**Study text:**
This intriguing work is very European … Johnson’s cerebral choreography contains the wisdom of the ages, and is fey, even precious in its presentation. There is a delicacy and whimsy to her work that is just not part of a North American aesthetic.
Paula Citron, 30th October '04, The Globe and Mail, Canada.
Johnson is an absolutely riveting performer. She could almost be seen as an amalgan of two styles' greatest exponents - Kazuo Ohno crossed with Mary Wigman. Stigma is the pinnacle of seasoned artistry.
Michael Crabb, 29th October '04, National Post, Canada.
Not since Ingmar Bergman filled the screen with haunting images of gloom and doom has such a character visited us …
William Littler, 28th October '04, Toronto Star, Canada.
Disturbing transformations powered by inner states ... elegantly, phantasmagorically minimal.
Deborah Jowitt, 13th August ’03, The Village Voice, USA.
The body is a microscope or telescope through which we observe the minute and the vast pulse of life simultaneously ... Johnson’s exposed back and flanged shoulder blades, her ribs and breasts become gaping mouths, planes and hollows, shifting optical illusions under the influence of which we loose our grip on reality ... a wonderful manipulation of audience perception that also carries a profound social message. What is a stigma? ... Johnson’s tight, controlled work remains etched in our minds, covering less ground and more constricted meaning, but full and complete. It suggests that the power of the solo is the ability to stand both inside and outside a work of imagination, as both shaman and artist, medium and message, if you will, controlled and controlling.

[Region pointing data]

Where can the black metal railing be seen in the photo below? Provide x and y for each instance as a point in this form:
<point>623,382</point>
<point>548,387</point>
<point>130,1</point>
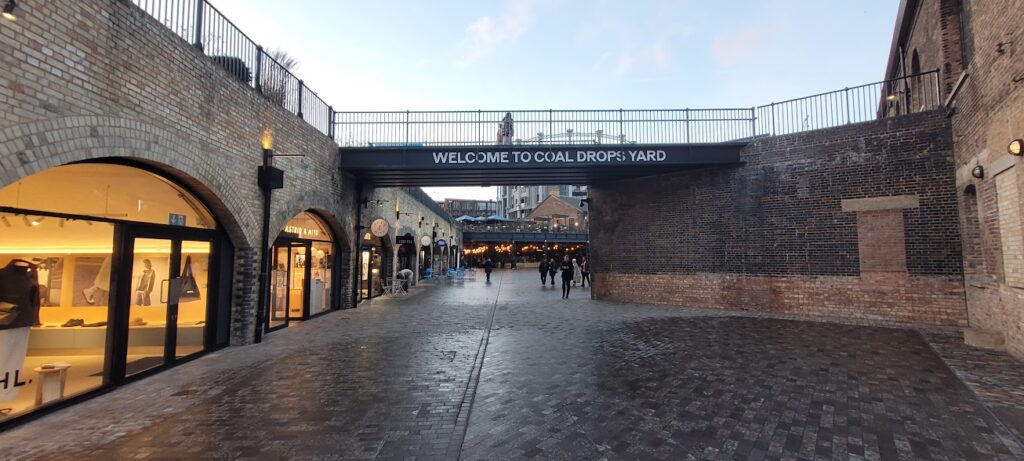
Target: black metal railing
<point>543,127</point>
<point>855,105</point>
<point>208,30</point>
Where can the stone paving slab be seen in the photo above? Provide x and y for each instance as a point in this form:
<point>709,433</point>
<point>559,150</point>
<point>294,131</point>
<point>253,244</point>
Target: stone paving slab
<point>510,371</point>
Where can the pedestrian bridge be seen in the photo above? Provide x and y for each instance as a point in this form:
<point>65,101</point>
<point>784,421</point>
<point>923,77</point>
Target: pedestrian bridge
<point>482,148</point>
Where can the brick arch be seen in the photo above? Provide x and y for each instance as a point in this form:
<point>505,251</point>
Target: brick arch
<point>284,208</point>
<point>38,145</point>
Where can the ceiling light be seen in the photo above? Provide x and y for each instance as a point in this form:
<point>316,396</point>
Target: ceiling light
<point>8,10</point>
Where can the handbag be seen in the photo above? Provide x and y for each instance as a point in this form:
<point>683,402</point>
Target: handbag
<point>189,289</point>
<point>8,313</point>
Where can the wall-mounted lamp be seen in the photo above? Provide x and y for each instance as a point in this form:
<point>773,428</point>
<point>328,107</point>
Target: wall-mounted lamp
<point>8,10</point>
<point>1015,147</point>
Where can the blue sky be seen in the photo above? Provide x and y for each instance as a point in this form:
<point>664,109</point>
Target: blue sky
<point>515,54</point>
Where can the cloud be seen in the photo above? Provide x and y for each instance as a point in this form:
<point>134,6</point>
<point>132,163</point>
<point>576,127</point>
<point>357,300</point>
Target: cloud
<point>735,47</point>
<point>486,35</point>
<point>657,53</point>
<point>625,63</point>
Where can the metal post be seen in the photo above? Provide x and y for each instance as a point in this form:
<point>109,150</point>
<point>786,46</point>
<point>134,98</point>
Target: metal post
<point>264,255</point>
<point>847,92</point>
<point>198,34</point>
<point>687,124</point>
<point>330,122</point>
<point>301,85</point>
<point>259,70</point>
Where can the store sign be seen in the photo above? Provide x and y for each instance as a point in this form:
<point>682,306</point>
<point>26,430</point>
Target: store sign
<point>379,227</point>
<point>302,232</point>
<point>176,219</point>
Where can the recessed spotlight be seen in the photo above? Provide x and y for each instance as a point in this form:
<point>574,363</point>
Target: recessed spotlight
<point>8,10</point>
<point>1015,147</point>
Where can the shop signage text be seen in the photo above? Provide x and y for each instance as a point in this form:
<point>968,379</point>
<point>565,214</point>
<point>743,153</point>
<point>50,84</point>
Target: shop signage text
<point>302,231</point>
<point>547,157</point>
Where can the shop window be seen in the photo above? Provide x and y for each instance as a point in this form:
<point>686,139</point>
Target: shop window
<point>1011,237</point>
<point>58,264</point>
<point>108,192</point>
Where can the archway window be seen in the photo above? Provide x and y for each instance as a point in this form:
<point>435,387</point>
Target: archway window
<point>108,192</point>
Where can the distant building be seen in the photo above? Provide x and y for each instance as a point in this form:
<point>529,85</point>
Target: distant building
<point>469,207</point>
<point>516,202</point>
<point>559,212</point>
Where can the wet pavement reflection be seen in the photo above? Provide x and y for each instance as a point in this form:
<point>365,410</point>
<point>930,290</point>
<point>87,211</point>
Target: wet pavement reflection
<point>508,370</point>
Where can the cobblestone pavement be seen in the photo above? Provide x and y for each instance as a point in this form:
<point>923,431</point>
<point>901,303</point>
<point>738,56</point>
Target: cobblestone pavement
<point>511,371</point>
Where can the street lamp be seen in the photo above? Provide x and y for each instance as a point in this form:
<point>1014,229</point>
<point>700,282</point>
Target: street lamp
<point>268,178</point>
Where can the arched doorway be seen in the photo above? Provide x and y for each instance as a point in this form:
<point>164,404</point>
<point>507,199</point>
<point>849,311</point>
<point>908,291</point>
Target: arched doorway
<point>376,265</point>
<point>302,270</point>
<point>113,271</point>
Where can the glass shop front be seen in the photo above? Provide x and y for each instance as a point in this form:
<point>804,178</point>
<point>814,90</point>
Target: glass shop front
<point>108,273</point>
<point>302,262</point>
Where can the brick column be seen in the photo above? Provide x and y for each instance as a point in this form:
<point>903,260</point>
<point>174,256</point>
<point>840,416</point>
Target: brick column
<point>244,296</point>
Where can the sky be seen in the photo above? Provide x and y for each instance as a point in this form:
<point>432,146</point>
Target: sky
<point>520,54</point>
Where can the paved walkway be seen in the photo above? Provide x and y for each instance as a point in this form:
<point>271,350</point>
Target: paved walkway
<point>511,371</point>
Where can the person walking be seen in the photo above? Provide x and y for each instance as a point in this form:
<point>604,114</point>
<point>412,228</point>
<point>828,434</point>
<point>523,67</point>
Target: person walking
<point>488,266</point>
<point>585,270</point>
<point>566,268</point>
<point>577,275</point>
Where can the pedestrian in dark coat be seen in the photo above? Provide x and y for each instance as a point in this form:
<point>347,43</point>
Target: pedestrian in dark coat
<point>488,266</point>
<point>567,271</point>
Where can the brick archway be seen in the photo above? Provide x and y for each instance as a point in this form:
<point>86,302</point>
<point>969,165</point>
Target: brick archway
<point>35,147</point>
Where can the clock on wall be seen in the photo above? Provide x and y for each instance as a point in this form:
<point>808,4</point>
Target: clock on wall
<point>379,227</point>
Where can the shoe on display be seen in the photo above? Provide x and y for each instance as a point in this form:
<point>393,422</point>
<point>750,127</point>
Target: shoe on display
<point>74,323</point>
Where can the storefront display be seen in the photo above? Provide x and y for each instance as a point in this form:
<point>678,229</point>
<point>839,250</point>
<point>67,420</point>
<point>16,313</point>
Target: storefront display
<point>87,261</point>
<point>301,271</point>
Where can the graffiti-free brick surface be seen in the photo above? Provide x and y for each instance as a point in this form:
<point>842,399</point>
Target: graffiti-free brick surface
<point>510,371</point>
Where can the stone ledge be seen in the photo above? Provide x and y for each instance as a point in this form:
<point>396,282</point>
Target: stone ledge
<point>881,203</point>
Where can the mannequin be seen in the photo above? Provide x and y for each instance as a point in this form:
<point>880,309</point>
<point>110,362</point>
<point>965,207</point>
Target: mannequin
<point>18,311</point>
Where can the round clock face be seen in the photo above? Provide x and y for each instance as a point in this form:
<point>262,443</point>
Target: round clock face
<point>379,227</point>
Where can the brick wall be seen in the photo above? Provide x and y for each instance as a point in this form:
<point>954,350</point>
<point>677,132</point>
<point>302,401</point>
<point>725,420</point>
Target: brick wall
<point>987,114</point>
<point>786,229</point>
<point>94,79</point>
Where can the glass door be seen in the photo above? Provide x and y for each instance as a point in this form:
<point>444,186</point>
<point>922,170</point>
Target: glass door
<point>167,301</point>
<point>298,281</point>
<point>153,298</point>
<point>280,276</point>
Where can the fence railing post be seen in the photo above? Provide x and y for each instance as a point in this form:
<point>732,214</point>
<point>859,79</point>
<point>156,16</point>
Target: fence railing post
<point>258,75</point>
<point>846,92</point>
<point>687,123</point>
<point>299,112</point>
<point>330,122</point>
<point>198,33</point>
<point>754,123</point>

**Work order A:**
In the Stigma review excerpts, which two performers does Michael Crabb combine to describe Johnson?
**Work order B:**
Please retype the stretch of the Stigma review excerpts from "This intriguing work" through "and Mail, Canada.".
**Work order C:**
Carry the Stigma review excerpts on from the point where they stop.

**Written answer A:**
Kazuo Ohno and Mary Wigman.

**Written answer B:**
This intriguing work is very European … Johnson’s cerebral choreography contains the wisdom of the ages, and is fey, even precious in its presentation. There is a delicacy and whimsy to her work that is just not part of a North American aesthetic.
Paula Citron, 30th October '04, The Globe and Mail, Canada.

**Written answer C:**
Allison Tracey, 19th July ’03, The Berkshire Eagle, USA.
... as a tribute to the downtrodden ... a female counterpart of the lackless fellow who became a cockroach in Kafka’s story ... unusual, vividly expressive solo ... The continuing vitality of the soloform was affirmed.
Jack Anderson, 18th July ’03, New York Times, USA.
... dance in a class of its own ... She needed no stage hardware to transform the space into one breathing presence, gathered up into one tremendous concentration on the marginal, yet immortal, being which was created before our very eyes. It in turn became creatures, beyond control of the possible, ... fetched from the cells’ blacked out memory.
Janus Kodal, 21st February ’03, Politiken, Denmark.
A Sorceress in the greatcoat of a desert insect…undergoing various curious and alarming deformations she exposes the body from the angle of a peculiar and cold animality. An extraordinary composition…scalding and rigorous. Don’t miss it.
L.V.D.W. August ’01, L’Express, Belgium.
A rich inner world of images ... the body looks hollow and spiritual … the touch of her extremities on the floor is hypnotizing … Her movement quality creates a halo of magic.
Ruth Eshel, June ’01, Ha’aretz, Israel.
A masterpiece on stage. Huge bravura, a lot of atmosphere, deep emotion. The plasticity of the body, the perfection of the gestures and the absolute harmony between sound and movement fused into the most excellent artistic expression.
14th March´01, La Paginaquattro, Italy.
Alarming, inciting, etching the retina, your mind is stigmatized when you leave…with complete commitment and distinct charisma Kitt Johnson reaches the universal. The stigmatized human being. Absurd…grotesque…shocking…A modern lithography by Palle Nielsen and at the same time a classical mix of Hieronymus Bosch and Pieter Breugel.
PRESS RELEASE from the Danish Arts Foundation on the occasion of the award given to Stigma, 6th December 1999.
The hit of the evening…a gothic magic picture transforming a deathly pale pietist and suffering Madonna to an insect in the desert, a fallen black angel and a screeching witch riding across the stage. Brilliant!
Majbritt Hjelmsboe, 19th November ’99, Weekendavisen, Denmark.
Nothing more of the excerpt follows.